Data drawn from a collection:
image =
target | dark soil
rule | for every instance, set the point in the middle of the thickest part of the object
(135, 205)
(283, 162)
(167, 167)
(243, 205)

§ PROBLEM DESCRIPTION
Reproduce all of the material above line for line, without altering anything.

§ COMPLETE RESPONSE
image =
target | dark soil
rule | for every instance, set the point in the middle of the thickest part of the object
(135, 205)
(283, 162)
(167, 167)
(243, 205)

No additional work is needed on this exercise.